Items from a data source
((
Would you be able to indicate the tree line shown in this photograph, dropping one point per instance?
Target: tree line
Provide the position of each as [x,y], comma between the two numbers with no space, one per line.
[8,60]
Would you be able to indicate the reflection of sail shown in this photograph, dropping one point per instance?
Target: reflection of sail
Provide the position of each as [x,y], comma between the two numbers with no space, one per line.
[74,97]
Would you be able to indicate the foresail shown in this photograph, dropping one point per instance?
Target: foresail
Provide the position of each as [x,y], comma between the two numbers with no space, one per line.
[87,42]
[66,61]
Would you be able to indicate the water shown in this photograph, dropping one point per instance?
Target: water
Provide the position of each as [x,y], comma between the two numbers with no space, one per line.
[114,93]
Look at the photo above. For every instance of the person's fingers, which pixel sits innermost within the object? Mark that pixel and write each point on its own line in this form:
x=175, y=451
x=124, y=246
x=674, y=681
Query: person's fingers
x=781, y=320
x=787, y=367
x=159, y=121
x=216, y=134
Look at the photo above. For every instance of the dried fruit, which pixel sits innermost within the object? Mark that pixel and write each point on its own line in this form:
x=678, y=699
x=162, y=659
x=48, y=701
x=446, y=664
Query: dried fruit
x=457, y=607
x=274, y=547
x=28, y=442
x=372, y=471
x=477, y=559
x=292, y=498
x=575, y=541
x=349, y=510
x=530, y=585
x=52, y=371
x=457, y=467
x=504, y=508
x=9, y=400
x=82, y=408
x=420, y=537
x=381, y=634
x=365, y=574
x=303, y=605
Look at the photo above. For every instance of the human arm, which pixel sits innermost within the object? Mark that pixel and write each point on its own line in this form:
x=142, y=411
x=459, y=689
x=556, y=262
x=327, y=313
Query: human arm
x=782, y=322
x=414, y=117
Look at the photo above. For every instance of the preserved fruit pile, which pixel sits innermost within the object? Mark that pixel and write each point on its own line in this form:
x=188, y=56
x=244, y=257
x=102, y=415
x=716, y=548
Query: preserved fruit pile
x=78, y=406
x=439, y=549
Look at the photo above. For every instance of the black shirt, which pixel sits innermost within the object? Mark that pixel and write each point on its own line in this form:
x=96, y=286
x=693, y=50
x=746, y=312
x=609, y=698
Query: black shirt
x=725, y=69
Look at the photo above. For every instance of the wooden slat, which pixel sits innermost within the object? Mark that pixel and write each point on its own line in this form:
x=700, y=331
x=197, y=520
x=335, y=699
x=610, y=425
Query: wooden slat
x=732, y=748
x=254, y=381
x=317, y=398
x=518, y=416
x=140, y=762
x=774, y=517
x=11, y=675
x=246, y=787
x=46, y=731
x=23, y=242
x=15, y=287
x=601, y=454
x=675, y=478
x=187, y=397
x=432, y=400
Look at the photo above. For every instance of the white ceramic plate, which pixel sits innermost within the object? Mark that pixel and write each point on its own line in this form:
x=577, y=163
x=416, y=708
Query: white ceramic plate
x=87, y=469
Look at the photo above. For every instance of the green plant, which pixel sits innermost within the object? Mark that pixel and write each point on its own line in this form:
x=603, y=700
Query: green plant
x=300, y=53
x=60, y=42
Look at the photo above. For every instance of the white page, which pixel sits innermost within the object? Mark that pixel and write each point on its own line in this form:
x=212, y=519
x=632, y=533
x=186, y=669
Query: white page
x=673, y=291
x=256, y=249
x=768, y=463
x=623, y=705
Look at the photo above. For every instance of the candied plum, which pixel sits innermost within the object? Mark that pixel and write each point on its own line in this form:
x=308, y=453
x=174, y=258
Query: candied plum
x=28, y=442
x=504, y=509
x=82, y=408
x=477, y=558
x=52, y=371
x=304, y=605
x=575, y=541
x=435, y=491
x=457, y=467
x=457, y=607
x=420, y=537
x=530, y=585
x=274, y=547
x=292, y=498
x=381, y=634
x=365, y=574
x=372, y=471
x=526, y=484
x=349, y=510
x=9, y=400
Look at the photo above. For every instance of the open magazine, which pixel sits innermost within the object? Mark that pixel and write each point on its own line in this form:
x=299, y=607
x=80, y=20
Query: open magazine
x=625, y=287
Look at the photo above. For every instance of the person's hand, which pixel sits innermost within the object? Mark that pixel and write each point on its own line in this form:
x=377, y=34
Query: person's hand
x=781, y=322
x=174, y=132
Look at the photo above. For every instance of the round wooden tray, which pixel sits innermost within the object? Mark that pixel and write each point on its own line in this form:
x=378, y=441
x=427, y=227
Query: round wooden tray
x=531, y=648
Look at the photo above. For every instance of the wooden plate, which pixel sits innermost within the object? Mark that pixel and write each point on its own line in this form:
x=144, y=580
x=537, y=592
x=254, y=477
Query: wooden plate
))
## Requirements
Rewrite the listing with every "innermost" changed to "most central", keeping everything else the same.

## Full answer
Would you be able to indicate the tree line shown in this photograph, dropping one point per instance?
Target: tree line
Provide the position of each as [x,y], comma between the two numbers with no space, one per line.
[8,60]
Would you be able to indicate the reflection of sail shown in this photograph, dropping one point per instance?
Target: reflection of sail
Provide the position of each as [x,y], comma between the two numbers with no space, one per line.
[74,97]
Would you be able to indicate the foresail shown in this photograph, dropping one point per instance?
Target: foresail
Provide the position of each as [x,y], comma between the two numbers with no space, one per line.
[87,42]
[66,61]
Would you be able to indicate the water shown in this photograph, dropping one point per instance?
Target: water
Provide the position of each as [x,y], comma between the two numbers with no space, one per line.
[114,93]
Look at the photo above. For every instance of the person's fingers, which pixel sits most central within the object? Mark that pixel and write each point on its own line in this form:
x=175, y=451
x=124, y=246
x=674, y=681
Query: person's fingers
x=781, y=320
x=787, y=367
x=159, y=121
x=216, y=134
Look at the photo above. For every instance of the dried fruit, which pixel sits most central within the object? Mark that pixel and write each point on its own line in this form:
x=678, y=699
x=162, y=659
x=48, y=701
x=446, y=664
Query: dried fruit
x=457, y=607
x=274, y=547
x=28, y=442
x=372, y=471
x=477, y=559
x=292, y=498
x=575, y=541
x=349, y=510
x=530, y=585
x=52, y=371
x=457, y=467
x=504, y=508
x=9, y=400
x=82, y=408
x=420, y=537
x=381, y=634
x=365, y=574
x=303, y=605
Look at the photo above. For every instance of the human arm, which pixel sits most central within the object? Mark that pixel and write each point on its own line in this form:
x=142, y=411
x=459, y=689
x=556, y=262
x=327, y=313
Query: human arm
x=782, y=322
x=414, y=117
Look at the photo above. For every instance of the preserved fruit pile, which pixel sits most central within the object? Mark that pixel and write each point on its own line in this form:
x=188, y=56
x=244, y=257
x=102, y=415
x=716, y=548
Query: preserved fruit pile
x=78, y=406
x=439, y=549
Look at the photo above. For every instance of the black shirt, which pixel sits most central within the object? Mark that pixel and write each point on its own line in this form:
x=96, y=286
x=693, y=50
x=746, y=312
x=609, y=698
Query: black shirt
x=725, y=69
Look at the photo above. For every instance of the wooden slat, which pixel sits most central within the object? Mark that pixel and write each point on its own line in this form:
x=700, y=331
x=197, y=520
x=335, y=699
x=610, y=425
Query: wooden slat
x=732, y=748
x=254, y=381
x=317, y=398
x=518, y=416
x=140, y=762
x=774, y=517
x=11, y=675
x=246, y=787
x=46, y=731
x=23, y=242
x=15, y=287
x=601, y=454
x=675, y=478
x=187, y=397
x=432, y=400
Look at the photo above. For every instance of the white ceramic plate, which pixel sits most central within the object? Mark that pixel and write each point on its own line in this form:
x=577, y=163
x=416, y=708
Query: white ceramic plate
x=87, y=469
Look at the photo above. For every instance of the green plant, which pixel sits most central within the object? Mark that pixel and write each point on its own line in this form:
x=603, y=700
Query: green plant
x=300, y=53
x=60, y=42
Look at the photo above. For every instance of the white page, which pixel sits most central within the object? Mark that pixel and write each point on its own line in this form:
x=212, y=519
x=632, y=533
x=186, y=669
Query: white page
x=673, y=291
x=256, y=249
x=768, y=463
x=623, y=705
Look at the photo above. For every instance of the candied plum, which pixel sits most central within the object? Mark that pixel and write each point on its own line in this form:
x=308, y=453
x=174, y=258
Query: candied plum
x=28, y=442
x=504, y=509
x=82, y=408
x=477, y=558
x=52, y=371
x=304, y=605
x=575, y=541
x=435, y=491
x=457, y=467
x=457, y=607
x=420, y=537
x=530, y=585
x=274, y=547
x=292, y=498
x=381, y=634
x=365, y=574
x=372, y=471
x=526, y=484
x=349, y=510
x=9, y=400
Look at the photo above. For every instance of the open magazine, which pixel sits most central within the object? Mark that pixel and write each point on its own line in this form:
x=299, y=607
x=80, y=20
Query: open magazine
x=625, y=287
Look at the photo above. For every instance of the person's hand, which pixel sits most central within the object? Mark that pixel and write each point on its own line in this form:
x=377, y=34
Query: person's hand
x=781, y=322
x=174, y=132
Look at the photo above. For every instance of the round wooden tray, which pixel sits most central within the object? Mark that pixel and write each point on its own line in this form:
x=378, y=441
x=427, y=227
Query: round wooden tray
x=531, y=648
Look at the photo above. For every instance of the wooden plate, which pixel sits most central within the object? Mark that pixel and write each point on its own line in this form:
x=144, y=580
x=537, y=592
x=254, y=477
Query: wooden plate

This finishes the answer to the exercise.